**WHAT YOU WILL DO**
Where the line containing "Tag the silver" appears, begin retyping; continue exactly through the final line of the data. Omit every picture.

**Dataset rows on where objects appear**
## BEGIN

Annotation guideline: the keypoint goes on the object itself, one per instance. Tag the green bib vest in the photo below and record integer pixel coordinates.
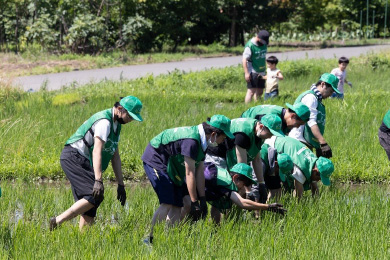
(300, 155)
(321, 116)
(110, 145)
(258, 56)
(386, 119)
(176, 169)
(246, 126)
(224, 180)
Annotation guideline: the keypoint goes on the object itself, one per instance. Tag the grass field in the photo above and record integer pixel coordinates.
(346, 222)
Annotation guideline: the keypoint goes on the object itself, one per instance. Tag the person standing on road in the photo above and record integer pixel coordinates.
(174, 158)
(293, 116)
(253, 62)
(384, 134)
(86, 156)
(308, 169)
(312, 132)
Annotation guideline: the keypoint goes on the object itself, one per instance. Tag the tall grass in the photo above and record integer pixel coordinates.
(35, 126)
(344, 223)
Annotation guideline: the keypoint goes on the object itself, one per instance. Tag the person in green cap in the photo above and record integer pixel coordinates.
(249, 135)
(312, 132)
(174, 159)
(308, 169)
(384, 134)
(293, 116)
(87, 154)
(223, 189)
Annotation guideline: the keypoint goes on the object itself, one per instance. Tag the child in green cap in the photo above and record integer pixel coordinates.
(308, 169)
(312, 134)
(223, 189)
(174, 159)
(87, 154)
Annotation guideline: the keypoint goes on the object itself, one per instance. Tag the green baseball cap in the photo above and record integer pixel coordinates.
(243, 169)
(301, 110)
(133, 105)
(326, 168)
(285, 165)
(332, 80)
(221, 122)
(273, 123)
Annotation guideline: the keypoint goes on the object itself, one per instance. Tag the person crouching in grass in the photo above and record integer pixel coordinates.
(174, 159)
(223, 189)
(87, 154)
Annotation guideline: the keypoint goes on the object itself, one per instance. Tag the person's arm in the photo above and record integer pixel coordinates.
(258, 168)
(298, 189)
(200, 186)
(314, 189)
(247, 204)
(279, 75)
(97, 157)
(117, 167)
(190, 177)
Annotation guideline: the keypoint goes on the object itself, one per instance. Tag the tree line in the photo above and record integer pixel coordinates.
(93, 26)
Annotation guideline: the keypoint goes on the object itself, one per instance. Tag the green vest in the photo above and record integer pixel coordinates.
(386, 119)
(321, 116)
(224, 180)
(176, 169)
(265, 110)
(110, 145)
(258, 56)
(246, 126)
(300, 155)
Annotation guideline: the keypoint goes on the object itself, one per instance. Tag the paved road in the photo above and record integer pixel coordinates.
(57, 80)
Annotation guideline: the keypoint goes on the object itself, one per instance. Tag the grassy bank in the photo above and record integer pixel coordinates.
(35, 126)
(34, 61)
(344, 223)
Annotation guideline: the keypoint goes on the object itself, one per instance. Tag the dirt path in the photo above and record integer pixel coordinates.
(57, 80)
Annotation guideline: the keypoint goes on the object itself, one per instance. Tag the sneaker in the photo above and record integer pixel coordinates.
(53, 223)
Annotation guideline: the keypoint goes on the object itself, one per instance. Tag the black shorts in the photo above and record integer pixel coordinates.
(256, 81)
(80, 173)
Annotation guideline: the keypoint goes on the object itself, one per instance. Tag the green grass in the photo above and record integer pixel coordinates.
(344, 223)
(35, 126)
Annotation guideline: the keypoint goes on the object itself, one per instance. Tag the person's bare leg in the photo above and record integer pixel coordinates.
(185, 210)
(215, 215)
(160, 215)
(249, 94)
(78, 208)
(173, 217)
(258, 94)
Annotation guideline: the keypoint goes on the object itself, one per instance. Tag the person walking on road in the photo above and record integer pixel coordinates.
(174, 158)
(253, 62)
(87, 154)
(312, 133)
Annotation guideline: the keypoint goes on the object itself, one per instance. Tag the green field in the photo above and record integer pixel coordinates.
(346, 222)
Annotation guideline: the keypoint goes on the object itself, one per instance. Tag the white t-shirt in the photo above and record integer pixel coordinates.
(272, 81)
(341, 75)
(101, 129)
(311, 102)
(247, 55)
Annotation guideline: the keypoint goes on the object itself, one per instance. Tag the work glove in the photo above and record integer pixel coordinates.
(203, 207)
(277, 208)
(263, 193)
(121, 194)
(325, 150)
(98, 191)
(195, 212)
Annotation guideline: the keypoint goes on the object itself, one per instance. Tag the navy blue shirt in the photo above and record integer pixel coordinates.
(158, 157)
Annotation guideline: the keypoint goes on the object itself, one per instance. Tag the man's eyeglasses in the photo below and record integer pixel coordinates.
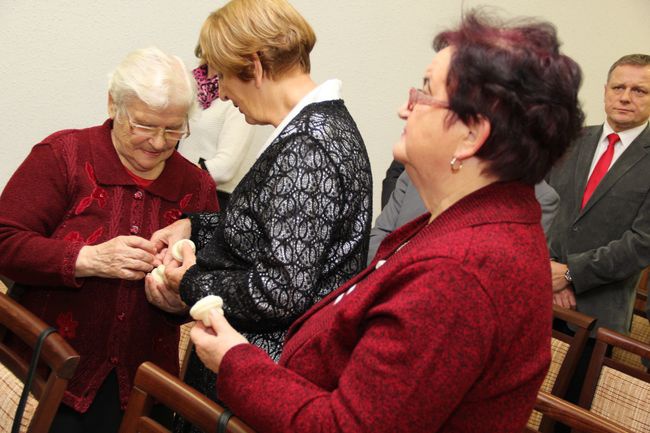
(170, 135)
(417, 96)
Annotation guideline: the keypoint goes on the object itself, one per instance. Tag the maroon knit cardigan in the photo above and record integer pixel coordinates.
(71, 191)
(451, 334)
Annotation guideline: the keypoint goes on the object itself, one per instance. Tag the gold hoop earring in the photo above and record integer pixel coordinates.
(456, 164)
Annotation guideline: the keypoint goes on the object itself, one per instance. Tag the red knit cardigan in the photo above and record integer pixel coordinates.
(451, 334)
(71, 191)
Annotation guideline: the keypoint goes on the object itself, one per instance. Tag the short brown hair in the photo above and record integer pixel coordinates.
(630, 59)
(272, 29)
(514, 75)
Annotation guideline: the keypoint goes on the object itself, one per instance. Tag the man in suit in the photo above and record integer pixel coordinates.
(600, 239)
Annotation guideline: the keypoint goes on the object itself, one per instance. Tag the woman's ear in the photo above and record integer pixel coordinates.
(476, 135)
(258, 70)
(112, 109)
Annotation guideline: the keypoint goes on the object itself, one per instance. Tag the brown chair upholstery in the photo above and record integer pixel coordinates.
(565, 353)
(154, 384)
(573, 416)
(185, 346)
(615, 390)
(57, 359)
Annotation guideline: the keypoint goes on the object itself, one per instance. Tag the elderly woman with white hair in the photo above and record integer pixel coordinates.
(75, 219)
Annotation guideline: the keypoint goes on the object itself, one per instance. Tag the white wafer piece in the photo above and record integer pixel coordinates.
(159, 274)
(200, 310)
(176, 249)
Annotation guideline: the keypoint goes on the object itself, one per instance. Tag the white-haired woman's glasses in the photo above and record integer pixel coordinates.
(170, 135)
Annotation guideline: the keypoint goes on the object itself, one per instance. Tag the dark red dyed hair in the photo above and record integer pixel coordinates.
(515, 76)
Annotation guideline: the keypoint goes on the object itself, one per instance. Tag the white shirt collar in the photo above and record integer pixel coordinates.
(330, 90)
(627, 136)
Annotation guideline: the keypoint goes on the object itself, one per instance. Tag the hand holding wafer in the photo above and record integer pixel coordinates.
(200, 310)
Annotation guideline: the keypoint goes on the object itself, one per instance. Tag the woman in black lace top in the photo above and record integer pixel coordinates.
(297, 224)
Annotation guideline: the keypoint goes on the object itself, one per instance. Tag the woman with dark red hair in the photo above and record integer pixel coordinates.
(449, 328)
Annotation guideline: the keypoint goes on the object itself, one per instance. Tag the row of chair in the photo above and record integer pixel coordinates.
(58, 362)
(617, 385)
(615, 395)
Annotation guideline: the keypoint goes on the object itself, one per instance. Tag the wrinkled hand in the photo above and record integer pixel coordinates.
(163, 297)
(168, 236)
(213, 342)
(557, 276)
(125, 257)
(565, 298)
(166, 296)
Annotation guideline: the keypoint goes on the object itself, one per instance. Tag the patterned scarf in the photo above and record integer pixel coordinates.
(207, 88)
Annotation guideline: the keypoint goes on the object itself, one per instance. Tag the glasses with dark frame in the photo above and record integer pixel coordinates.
(417, 96)
(170, 135)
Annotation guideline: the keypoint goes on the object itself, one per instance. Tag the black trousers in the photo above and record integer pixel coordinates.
(104, 414)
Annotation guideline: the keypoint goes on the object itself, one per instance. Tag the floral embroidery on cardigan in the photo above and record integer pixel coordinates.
(75, 236)
(98, 193)
(173, 214)
(67, 325)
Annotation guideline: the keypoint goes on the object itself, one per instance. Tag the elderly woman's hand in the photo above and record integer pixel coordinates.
(163, 297)
(212, 343)
(125, 257)
(168, 236)
(166, 295)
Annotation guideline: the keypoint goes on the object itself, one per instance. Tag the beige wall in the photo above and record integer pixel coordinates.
(56, 55)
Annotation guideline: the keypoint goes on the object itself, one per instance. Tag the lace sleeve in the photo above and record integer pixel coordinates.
(203, 227)
(267, 262)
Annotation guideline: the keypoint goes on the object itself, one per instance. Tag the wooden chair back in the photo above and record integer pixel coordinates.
(576, 417)
(58, 361)
(614, 389)
(153, 384)
(565, 353)
(639, 329)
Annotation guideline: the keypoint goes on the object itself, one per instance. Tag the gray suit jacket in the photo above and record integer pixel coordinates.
(405, 205)
(606, 244)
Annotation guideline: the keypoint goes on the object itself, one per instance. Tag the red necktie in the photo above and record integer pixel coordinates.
(600, 169)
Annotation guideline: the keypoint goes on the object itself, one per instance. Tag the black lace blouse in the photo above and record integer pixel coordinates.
(296, 227)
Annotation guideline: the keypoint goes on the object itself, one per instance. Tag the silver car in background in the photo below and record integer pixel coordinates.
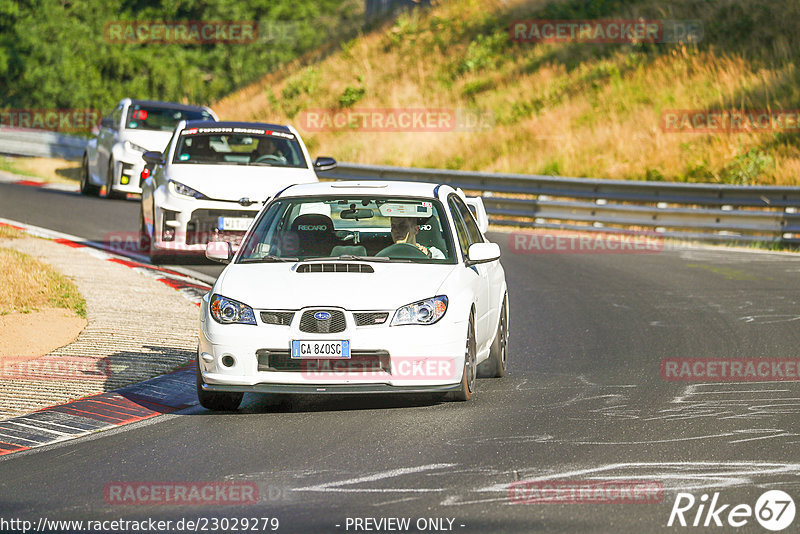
(114, 157)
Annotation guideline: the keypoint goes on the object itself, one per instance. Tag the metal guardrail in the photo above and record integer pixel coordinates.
(711, 212)
(677, 210)
(40, 143)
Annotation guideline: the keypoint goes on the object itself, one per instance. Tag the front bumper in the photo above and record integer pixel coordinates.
(406, 358)
(192, 223)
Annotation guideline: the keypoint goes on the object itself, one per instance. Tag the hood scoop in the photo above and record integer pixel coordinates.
(335, 267)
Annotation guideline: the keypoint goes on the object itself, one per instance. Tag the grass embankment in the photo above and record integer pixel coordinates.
(30, 285)
(564, 109)
(52, 170)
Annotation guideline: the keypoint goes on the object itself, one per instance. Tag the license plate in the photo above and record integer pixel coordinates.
(234, 224)
(321, 349)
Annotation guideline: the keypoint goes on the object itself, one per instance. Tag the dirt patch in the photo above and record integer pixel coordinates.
(30, 335)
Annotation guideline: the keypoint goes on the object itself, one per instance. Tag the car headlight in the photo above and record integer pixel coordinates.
(185, 190)
(229, 311)
(133, 146)
(426, 311)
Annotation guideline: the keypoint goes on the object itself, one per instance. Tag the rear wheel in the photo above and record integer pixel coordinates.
(146, 242)
(470, 356)
(217, 401)
(110, 193)
(87, 187)
(495, 365)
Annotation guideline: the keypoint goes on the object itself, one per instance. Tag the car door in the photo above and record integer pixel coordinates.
(468, 233)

## END

**SOLUTION FOR THIS PROBLEM**
Annotation guideline: the keypoint goes on the object itself, one per instance. Tag the silver car in background in the photo below and record integer pixel coordinates.
(114, 157)
Annotation guideline: the keypoint goes on the object itself, one per instance. Tag the metal guardrail in the photo above and record integer pixel coordinates.
(711, 212)
(677, 210)
(40, 143)
Annotation guideline: the keypoint goes on the object itself, one per instance. Tag the front bumper in the photo above and record integer pixel coordinates.
(406, 358)
(192, 223)
Annotation guideline: the keypoint goes on the object itself, one per instance. Tag the hood scoop in the photo above and record integer pixel coordinates.
(335, 267)
Annotation guideline: the keypoint goes on the object itself, one per instance. Tag the grass embankment in the photo above and record integer pixel coordinates.
(30, 285)
(564, 109)
(52, 170)
Annotation guideline: the keypoint goes on the object itself, one per instance. Tag the license plate in the photo above and record integer pixel coordinates.
(234, 224)
(321, 349)
Annotation guideline: the keypoint goes on the object itself, one per instance. Tag the dirt patch in the photo above and record integer pixel coordinates.
(30, 335)
Annotation guideline: the keypoint goes on the object itself, one per instance. Tag the car headlight in the photo above and record integer pixel coordinates.
(185, 190)
(229, 311)
(133, 146)
(426, 311)
Annotation guideline: the keypoint goes on the object itself, one per instance. Tag the rear wheel in the photo above and record integer pixel coordinates.
(146, 242)
(470, 356)
(217, 401)
(110, 193)
(87, 187)
(495, 365)
Annotation guideline: the keypoint goes on the object itself, one per instance. Tag the car door in the photo above and record integer pixel coordinates.
(468, 233)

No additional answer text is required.